The exercise: Alter the entries below by replacing "tall evergreen tree" with "pine tree", leaving everything else unchanged, and give the result for everything from the start of the entries down to and including the line that contains "left=183, top=178, right=194, bottom=235". Omit the pictures from your answer.

Record list:

------------------------

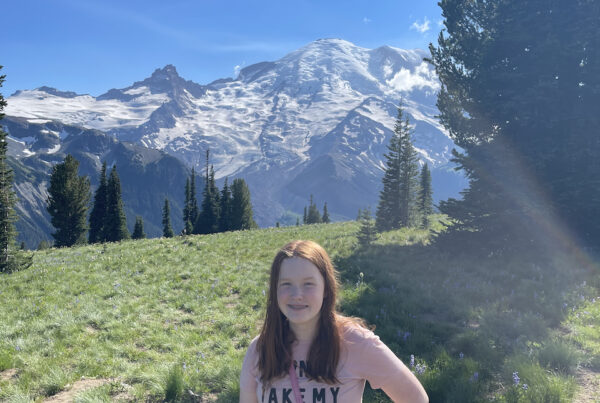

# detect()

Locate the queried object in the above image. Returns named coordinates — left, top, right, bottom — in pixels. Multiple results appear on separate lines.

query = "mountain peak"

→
left=150, top=64, right=181, bottom=81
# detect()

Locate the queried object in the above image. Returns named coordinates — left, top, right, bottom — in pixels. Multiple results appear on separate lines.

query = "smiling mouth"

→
left=288, top=305, right=308, bottom=311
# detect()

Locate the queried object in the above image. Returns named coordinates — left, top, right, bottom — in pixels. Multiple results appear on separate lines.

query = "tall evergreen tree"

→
left=231, top=178, right=258, bottom=231
left=131, top=216, right=146, bottom=239
left=400, top=118, right=419, bottom=227
left=418, top=163, right=433, bottom=228
left=0, top=66, right=31, bottom=273
left=190, top=167, right=200, bottom=226
left=375, top=106, right=418, bottom=231
left=163, top=198, right=174, bottom=238
left=88, top=161, right=108, bottom=243
left=430, top=0, right=600, bottom=251
left=306, top=195, right=322, bottom=224
left=219, top=178, right=232, bottom=232
left=47, top=154, right=90, bottom=247
left=323, top=202, right=331, bottom=224
left=104, top=165, right=129, bottom=242
left=194, top=150, right=219, bottom=234
left=183, top=178, right=194, bottom=235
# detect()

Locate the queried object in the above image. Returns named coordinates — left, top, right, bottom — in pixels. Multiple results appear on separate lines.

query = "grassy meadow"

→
left=0, top=217, right=600, bottom=402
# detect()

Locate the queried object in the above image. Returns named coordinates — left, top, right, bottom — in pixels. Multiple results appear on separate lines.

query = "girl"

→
left=240, top=241, right=428, bottom=403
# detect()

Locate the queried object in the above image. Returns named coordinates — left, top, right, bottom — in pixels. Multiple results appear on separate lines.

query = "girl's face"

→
left=277, top=257, right=325, bottom=328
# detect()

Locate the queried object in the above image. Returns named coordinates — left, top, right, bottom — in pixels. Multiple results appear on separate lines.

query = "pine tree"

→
left=400, top=118, right=419, bottom=227
left=194, top=150, right=219, bottom=234
left=219, top=178, right=232, bottom=232
left=88, top=161, right=108, bottom=243
left=47, top=154, right=90, bottom=247
left=306, top=195, right=322, bottom=224
left=186, top=167, right=200, bottom=227
left=418, top=163, right=433, bottom=228
left=430, top=0, right=600, bottom=252
left=183, top=178, right=193, bottom=235
left=231, top=178, right=258, bottom=231
left=323, top=202, right=331, bottom=224
left=356, top=207, right=377, bottom=247
left=131, top=216, right=146, bottom=239
left=163, top=198, right=174, bottom=238
left=0, top=66, right=31, bottom=273
left=376, top=107, right=404, bottom=232
left=104, top=165, right=129, bottom=242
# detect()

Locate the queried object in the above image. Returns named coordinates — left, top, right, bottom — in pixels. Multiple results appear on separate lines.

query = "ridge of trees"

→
left=0, top=66, right=32, bottom=273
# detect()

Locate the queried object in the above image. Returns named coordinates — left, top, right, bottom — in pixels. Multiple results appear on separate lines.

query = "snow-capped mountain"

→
left=5, top=39, right=464, bottom=226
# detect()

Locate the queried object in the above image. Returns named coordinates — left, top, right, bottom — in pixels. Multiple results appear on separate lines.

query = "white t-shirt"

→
left=240, top=326, right=406, bottom=403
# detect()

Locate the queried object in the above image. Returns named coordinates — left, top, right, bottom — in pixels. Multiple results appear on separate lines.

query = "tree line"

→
left=357, top=106, right=433, bottom=245
left=42, top=151, right=258, bottom=247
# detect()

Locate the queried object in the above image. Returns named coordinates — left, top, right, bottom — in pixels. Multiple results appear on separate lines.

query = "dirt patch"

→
left=0, top=368, right=18, bottom=381
left=44, top=379, right=113, bottom=403
left=573, top=368, right=600, bottom=403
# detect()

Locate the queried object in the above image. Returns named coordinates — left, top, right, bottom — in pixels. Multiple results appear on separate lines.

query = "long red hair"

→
left=257, top=241, right=363, bottom=384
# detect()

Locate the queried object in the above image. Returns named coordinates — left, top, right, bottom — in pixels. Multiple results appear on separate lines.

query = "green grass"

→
left=0, top=217, right=600, bottom=402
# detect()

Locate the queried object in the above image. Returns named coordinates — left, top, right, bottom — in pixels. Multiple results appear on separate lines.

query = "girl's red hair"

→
left=257, top=241, right=363, bottom=384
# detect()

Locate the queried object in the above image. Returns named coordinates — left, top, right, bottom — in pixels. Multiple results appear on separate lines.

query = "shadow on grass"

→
left=334, top=244, right=597, bottom=402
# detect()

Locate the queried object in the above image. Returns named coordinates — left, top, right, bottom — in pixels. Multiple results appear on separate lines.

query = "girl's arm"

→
left=381, top=360, right=429, bottom=403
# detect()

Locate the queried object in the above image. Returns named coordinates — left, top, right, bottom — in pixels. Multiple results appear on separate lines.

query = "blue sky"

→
left=0, top=0, right=442, bottom=97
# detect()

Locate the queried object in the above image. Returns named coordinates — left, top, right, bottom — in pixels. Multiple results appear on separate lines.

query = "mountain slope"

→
left=6, top=39, right=465, bottom=226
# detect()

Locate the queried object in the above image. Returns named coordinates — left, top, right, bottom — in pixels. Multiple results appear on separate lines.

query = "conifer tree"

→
left=323, top=202, right=331, bottom=224
left=88, top=161, right=108, bottom=243
left=375, top=106, right=419, bottom=231
left=376, top=107, right=404, bottom=232
left=105, top=165, right=129, bottom=242
left=356, top=207, right=377, bottom=247
left=400, top=118, right=419, bottom=227
left=0, top=66, right=31, bottom=273
left=47, top=154, right=90, bottom=247
left=194, top=150, right=219, bottom=234
left=430, top=0, right=600, bottom=249
left=183, top=178, right=193, bottom=235
left=306, top=195, right=322, bottom=224
left=418, top=163, right=433, bottom=228
left=231, top=178, right=258, bottom=231
left=131, top=216, right=146, bottom=239
left=219, top=178, right=232, bottom=232
left=163, top=198, right=174, bottom=238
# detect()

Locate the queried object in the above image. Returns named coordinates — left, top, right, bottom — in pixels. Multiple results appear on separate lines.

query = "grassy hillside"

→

------------------------

Completed exercise:
# detect()

Locate the queried object in the above image. Returns named coordinates — left, top, right, bottom — in pixels. Multiple results appear on separate lines.

query = "mountain peak"

→
left=150, top=64, right=181, bottom=81
# detect()

Locate the queried object in the above image. Returns named coordinates — left, top, right, bottom — in pixels. Multiple results appear on separate lines.

query = "smiling mouth"

→
left=288, top=305, right=308, bottom=311
# detect()

Locate the queried object in the above image. Returns named coordinates — left, top, right, bottom — in pixels. Multiple results appear on separate lines.

query = "pine tree"

→
left=231, top=178, right=258, bottom=231
left=131, top=216, right=146, bottom=239
left=400, top=118, right=419, bottom=227
left=418, top=163, right=433, bottom=228
left=0, top=66, right=31, bottom=273
left=190, top=167, right=200, bottom=226
left=375, top=106, right=418, bottom=231
left=163, top=198, right=174, bottom=238
left=88, top=161, right=108, bottom=243
left=430, top=0, right=600, bottom=251
left=306, top=195, right=322, bottom=224
left=219, top=178, right=232, bottom=232
left=47, top=154, right=90, bottom=247
left=323, top=202, right=331, bottom=224
left=104, top=165, right=129, bottom=242
left=194, top=150, right=219, bottom=234
left=183, top=178, right=194, bottom=235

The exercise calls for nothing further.